Segment Start: Given data

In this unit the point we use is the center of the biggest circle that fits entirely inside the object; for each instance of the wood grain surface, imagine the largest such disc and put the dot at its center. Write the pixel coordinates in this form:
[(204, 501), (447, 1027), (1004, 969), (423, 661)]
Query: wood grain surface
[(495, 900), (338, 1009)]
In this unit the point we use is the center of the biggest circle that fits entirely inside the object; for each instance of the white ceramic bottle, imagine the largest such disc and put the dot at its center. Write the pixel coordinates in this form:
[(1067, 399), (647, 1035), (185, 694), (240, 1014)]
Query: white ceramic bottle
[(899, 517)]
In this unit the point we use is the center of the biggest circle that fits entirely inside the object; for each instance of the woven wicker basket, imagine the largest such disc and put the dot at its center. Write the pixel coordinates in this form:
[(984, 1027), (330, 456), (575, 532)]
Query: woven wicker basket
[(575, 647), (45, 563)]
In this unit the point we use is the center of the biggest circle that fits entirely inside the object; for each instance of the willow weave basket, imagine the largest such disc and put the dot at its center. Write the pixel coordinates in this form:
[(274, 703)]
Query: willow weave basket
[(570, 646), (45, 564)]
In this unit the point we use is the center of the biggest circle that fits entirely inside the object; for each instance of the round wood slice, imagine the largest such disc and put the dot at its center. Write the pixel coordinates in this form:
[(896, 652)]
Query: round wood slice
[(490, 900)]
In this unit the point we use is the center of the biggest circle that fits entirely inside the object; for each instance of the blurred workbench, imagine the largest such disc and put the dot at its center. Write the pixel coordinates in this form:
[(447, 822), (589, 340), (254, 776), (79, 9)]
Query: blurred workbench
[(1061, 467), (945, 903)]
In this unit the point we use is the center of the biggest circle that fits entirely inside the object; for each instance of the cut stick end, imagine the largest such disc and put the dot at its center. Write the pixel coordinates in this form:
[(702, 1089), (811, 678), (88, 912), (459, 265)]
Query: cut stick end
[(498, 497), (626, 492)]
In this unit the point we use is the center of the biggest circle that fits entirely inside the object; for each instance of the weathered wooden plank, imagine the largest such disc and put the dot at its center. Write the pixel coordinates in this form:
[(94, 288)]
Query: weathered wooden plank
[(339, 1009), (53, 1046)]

Segment End: Given data

● Task details
What you return must be the lines above that run from the line with "[(447, 822), (589, 340), (254, 776), (79, 9)]" to the line with "of the weathered", inclusive, each copied exactly.

● Reply to the task
[(447, 822), (589, 340), (254, 776), (79, 9)]
Query: blurred workbench
[(1061, 467), (945, 903)]
In this unit the point we use is the center of the biggest circle that fits entirely inside the object; for each instance of the cut stick end, imagine the largest such disc and put the dot at its center. Write the pixel coordinates in this form:
[(702, 1089), (811, 678), (88, 912), (459, 265)]
Query: cut stick end
[(498, 497), (626, 492)]
In this unit the point we use is the center of the biggest circle that fits entirely inside the object; for each instance of the weathered wooden plank, imagine the largest such disc and put the dot at its center. Write the pixel coordinates in this form:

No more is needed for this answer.